=== EXERCISE INSTRUCTIONS ===
Please print the entries below exactly, from the line with "Category: riverbank wall" through the line with "Category: window", including both of those lines and leaving out all others.

[[ MATERIAL FOR THE TASK open ]]

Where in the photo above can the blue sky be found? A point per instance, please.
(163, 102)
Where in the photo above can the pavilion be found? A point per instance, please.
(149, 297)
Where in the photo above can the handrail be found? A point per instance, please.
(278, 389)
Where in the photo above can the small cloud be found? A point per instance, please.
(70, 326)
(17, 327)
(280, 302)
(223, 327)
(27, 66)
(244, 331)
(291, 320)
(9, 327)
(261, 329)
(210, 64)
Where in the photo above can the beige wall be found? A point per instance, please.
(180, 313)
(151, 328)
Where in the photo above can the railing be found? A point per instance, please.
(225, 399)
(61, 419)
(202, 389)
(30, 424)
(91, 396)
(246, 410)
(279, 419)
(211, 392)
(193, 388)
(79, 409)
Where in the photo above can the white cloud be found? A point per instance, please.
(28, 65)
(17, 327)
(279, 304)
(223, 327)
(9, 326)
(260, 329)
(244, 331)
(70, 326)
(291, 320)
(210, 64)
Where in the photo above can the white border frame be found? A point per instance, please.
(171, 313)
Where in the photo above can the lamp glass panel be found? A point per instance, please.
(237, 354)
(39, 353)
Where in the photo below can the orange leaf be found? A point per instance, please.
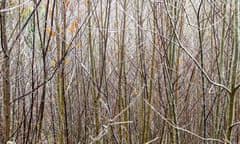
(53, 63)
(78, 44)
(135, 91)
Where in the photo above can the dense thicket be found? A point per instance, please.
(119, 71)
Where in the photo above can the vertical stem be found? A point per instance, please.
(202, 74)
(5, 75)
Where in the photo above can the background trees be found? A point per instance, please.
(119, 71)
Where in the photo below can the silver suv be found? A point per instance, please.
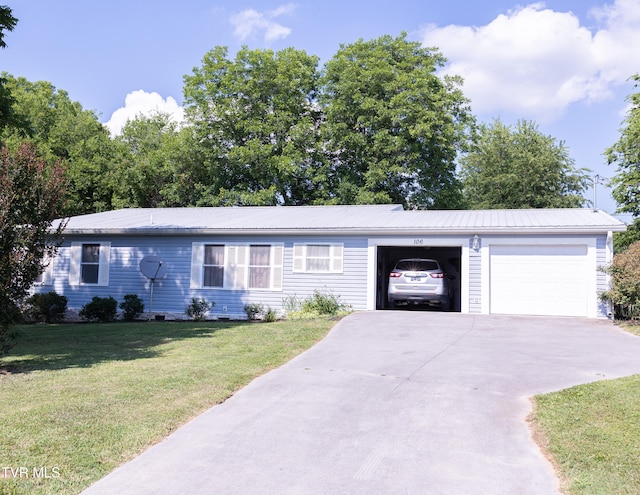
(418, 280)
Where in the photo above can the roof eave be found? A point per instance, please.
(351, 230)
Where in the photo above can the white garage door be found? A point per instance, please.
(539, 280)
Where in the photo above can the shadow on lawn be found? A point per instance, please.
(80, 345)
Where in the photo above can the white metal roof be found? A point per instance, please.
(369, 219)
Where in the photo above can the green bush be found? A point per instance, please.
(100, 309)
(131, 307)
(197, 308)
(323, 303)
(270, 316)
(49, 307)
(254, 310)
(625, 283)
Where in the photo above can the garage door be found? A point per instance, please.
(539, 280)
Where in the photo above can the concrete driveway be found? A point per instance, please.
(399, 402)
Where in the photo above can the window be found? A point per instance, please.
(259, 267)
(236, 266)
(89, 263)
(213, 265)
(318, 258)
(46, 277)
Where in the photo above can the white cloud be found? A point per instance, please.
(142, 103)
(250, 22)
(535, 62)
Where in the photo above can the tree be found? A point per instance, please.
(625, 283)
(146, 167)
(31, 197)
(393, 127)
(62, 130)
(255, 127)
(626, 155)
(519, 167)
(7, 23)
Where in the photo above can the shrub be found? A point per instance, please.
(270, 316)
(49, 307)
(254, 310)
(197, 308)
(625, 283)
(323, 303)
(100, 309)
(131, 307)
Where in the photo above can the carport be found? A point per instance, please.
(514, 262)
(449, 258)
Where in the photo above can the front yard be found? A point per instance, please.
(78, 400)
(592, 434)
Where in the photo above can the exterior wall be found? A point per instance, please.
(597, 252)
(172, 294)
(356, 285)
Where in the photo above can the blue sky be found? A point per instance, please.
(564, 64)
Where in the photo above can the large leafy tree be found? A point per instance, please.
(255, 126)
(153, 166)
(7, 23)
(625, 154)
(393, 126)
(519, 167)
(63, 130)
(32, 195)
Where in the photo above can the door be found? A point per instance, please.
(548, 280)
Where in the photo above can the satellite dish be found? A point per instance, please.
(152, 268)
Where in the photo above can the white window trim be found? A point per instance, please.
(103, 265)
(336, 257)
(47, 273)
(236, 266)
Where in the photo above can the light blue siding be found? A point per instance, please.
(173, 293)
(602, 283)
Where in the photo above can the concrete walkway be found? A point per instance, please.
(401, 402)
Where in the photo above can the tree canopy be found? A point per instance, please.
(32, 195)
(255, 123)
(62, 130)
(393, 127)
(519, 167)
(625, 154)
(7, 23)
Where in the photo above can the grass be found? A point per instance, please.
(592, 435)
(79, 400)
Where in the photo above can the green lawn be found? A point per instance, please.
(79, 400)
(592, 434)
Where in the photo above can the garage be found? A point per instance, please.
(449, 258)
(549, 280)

[[ MATERIAL FOR THE TASK closed ]]
[[ MATERIAL FOR THE TASK open ]]

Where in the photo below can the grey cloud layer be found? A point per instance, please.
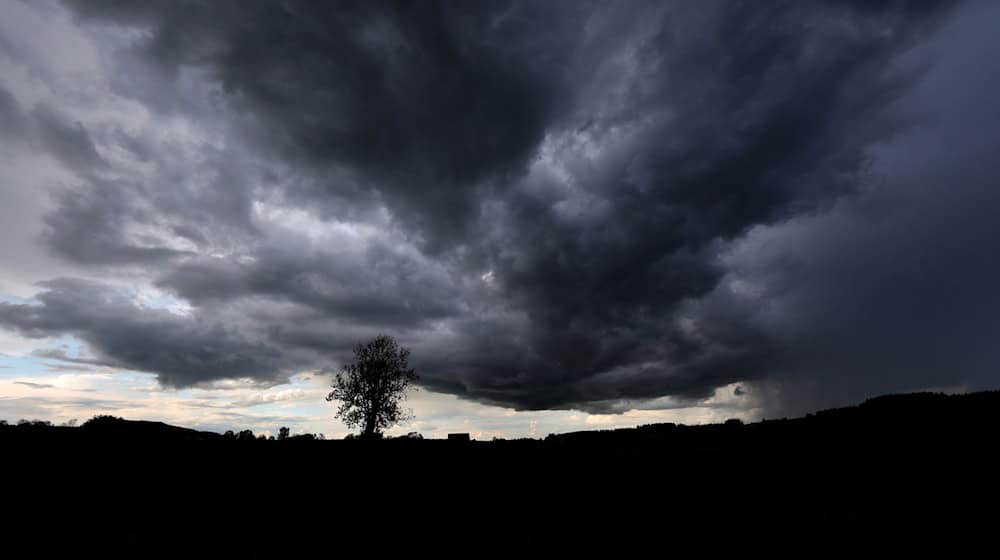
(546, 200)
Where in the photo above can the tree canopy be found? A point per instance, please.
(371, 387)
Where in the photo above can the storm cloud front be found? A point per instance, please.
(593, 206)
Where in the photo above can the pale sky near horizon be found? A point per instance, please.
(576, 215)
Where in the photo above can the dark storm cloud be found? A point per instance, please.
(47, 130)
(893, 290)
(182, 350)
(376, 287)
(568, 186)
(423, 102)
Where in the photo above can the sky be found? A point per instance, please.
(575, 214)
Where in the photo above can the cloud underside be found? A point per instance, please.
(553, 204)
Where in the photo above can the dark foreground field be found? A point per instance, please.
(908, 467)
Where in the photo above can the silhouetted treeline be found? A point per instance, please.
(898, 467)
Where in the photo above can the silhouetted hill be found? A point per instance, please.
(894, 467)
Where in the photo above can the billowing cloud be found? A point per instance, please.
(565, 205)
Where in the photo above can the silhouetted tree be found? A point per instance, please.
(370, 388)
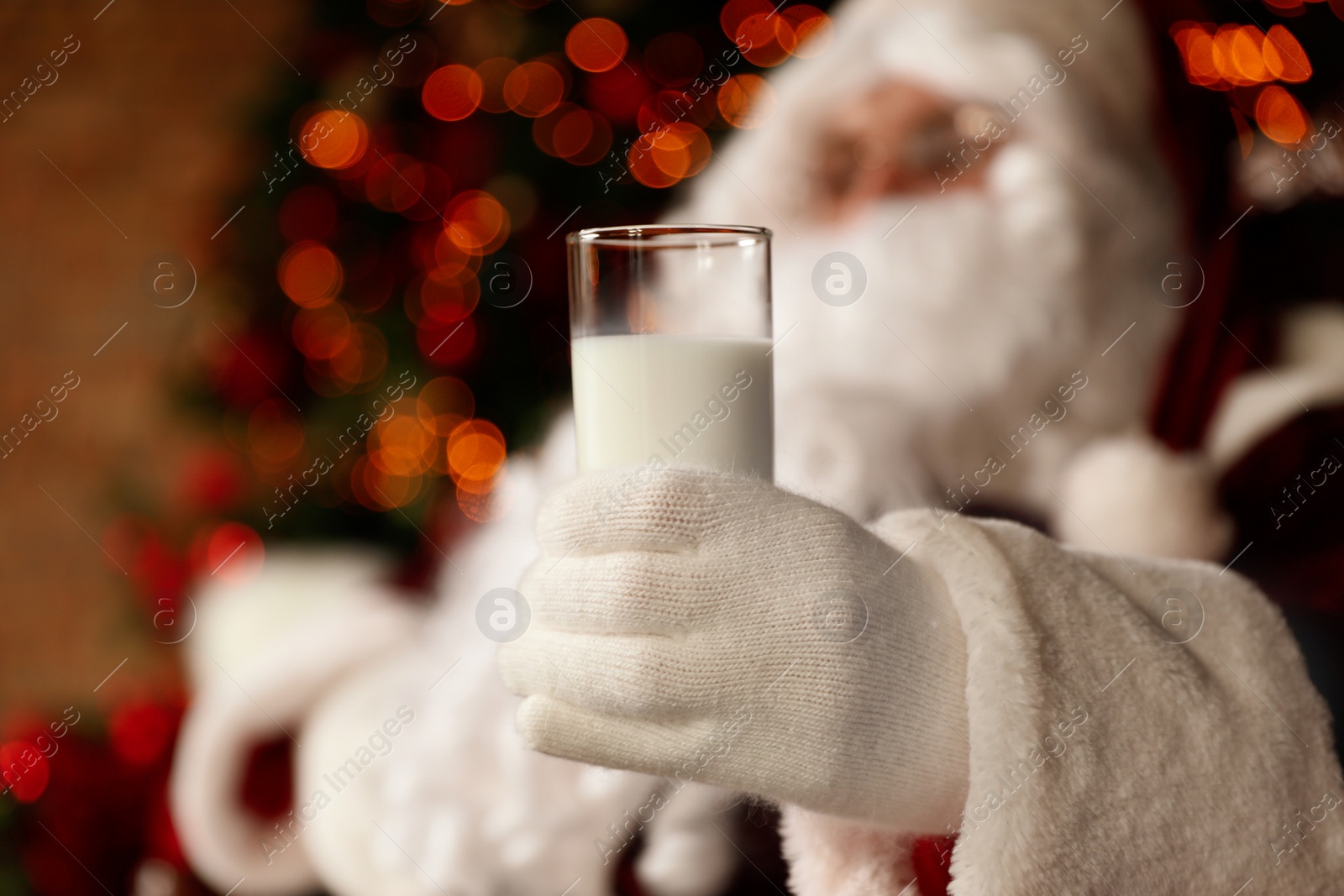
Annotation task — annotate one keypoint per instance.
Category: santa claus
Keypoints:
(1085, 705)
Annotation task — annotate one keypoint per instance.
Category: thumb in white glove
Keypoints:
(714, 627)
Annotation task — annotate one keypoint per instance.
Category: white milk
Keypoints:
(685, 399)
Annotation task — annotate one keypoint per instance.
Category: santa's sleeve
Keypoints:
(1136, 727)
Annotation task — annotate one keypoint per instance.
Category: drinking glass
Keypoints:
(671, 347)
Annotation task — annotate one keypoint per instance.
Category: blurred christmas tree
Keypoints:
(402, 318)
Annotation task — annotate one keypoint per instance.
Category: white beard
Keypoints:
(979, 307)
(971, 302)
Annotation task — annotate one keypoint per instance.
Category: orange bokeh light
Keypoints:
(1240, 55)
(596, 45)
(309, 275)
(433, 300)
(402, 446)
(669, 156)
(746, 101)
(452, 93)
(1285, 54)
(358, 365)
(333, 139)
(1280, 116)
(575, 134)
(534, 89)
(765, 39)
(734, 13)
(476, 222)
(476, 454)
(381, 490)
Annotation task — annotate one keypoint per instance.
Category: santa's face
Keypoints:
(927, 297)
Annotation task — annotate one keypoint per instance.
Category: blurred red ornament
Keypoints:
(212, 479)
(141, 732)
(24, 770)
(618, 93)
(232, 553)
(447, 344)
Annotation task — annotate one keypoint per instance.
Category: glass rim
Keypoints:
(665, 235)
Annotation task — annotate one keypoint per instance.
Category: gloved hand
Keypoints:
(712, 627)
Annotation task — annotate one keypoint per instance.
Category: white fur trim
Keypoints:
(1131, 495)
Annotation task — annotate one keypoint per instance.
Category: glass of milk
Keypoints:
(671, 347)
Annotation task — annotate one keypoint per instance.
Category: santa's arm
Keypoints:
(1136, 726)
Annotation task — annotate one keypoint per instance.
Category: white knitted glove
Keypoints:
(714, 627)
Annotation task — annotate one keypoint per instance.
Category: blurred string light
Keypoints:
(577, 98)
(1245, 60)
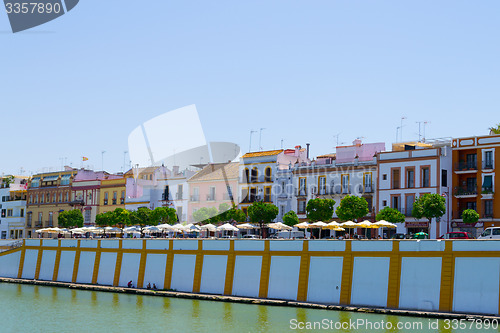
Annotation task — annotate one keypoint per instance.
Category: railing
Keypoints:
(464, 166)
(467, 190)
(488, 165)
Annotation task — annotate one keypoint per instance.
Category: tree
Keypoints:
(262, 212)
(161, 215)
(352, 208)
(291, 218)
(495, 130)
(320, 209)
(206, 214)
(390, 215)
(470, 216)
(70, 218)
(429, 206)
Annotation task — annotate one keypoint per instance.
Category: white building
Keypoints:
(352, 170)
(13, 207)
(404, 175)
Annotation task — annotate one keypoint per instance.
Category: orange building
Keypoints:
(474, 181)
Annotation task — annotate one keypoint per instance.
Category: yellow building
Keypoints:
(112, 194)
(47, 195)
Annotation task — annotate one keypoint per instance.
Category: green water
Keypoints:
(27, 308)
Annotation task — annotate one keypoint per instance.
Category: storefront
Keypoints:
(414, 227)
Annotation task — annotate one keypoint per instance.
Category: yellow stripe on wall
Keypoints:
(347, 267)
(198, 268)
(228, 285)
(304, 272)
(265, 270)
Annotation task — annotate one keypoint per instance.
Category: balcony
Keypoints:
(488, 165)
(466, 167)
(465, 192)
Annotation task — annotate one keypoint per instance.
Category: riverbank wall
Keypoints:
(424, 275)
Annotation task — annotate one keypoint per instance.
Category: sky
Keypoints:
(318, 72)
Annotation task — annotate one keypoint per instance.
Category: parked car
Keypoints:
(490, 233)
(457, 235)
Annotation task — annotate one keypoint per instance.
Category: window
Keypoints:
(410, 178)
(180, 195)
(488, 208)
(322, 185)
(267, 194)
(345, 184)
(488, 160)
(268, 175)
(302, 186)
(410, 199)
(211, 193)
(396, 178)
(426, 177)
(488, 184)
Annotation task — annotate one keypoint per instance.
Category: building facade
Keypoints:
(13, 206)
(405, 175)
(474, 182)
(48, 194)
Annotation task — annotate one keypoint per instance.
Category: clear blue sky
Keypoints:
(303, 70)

[[ MATERIAL FOR THE TASK closed ]]
[[ MATERIAL FOR THE TASK open ]]

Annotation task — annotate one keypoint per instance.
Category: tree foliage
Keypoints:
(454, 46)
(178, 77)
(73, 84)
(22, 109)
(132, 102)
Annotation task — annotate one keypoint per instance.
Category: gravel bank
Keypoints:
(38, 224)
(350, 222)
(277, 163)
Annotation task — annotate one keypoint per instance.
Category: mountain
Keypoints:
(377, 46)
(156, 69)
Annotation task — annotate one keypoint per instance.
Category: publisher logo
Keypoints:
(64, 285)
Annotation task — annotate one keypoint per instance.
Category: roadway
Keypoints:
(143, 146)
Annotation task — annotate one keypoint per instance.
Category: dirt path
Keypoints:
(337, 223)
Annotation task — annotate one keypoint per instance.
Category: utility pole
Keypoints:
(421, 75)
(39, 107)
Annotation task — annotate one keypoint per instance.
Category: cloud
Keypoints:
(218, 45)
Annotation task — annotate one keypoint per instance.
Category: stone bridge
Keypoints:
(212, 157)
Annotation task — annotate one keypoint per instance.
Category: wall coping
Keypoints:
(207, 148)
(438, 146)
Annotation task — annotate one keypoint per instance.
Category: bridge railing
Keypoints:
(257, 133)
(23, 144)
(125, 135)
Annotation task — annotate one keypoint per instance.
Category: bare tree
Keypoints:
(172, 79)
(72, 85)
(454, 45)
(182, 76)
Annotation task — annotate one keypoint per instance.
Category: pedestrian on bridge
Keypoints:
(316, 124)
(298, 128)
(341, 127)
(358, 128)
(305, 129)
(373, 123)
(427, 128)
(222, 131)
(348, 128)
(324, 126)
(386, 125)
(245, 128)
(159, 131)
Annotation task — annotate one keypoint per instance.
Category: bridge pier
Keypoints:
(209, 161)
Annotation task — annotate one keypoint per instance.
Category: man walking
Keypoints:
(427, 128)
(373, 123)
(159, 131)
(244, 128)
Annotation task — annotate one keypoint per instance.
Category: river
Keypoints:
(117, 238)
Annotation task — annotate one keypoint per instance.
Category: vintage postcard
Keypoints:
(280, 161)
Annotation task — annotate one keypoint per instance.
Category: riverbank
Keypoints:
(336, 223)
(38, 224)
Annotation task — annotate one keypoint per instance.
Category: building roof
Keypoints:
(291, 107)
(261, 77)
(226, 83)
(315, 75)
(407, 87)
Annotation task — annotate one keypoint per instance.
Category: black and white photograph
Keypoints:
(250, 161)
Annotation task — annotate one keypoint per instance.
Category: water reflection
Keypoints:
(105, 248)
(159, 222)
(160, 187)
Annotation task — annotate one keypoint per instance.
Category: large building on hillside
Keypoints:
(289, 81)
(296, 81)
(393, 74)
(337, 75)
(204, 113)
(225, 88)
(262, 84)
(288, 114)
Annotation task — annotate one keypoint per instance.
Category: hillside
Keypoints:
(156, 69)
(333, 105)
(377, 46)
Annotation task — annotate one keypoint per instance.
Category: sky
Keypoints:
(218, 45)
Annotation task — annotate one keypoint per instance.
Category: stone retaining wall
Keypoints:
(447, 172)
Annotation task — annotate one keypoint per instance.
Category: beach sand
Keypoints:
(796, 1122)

[[ MATERIAL FOR THE TASK closed ]]

=== RESPONSE TO THIS TASK ===
Category: riverbank wall
Keypoints:
(424, 275)
Annotation task — annotate one keypoint per instance.
Category: sky
Keypoints:
(318, 72)
Annotation task — annotate one keypoint per instance.
Category: parked car
Keypoints:
(490, 233)
(457, 235)
Annotation task — annotate one keypoint per instance.
Category: window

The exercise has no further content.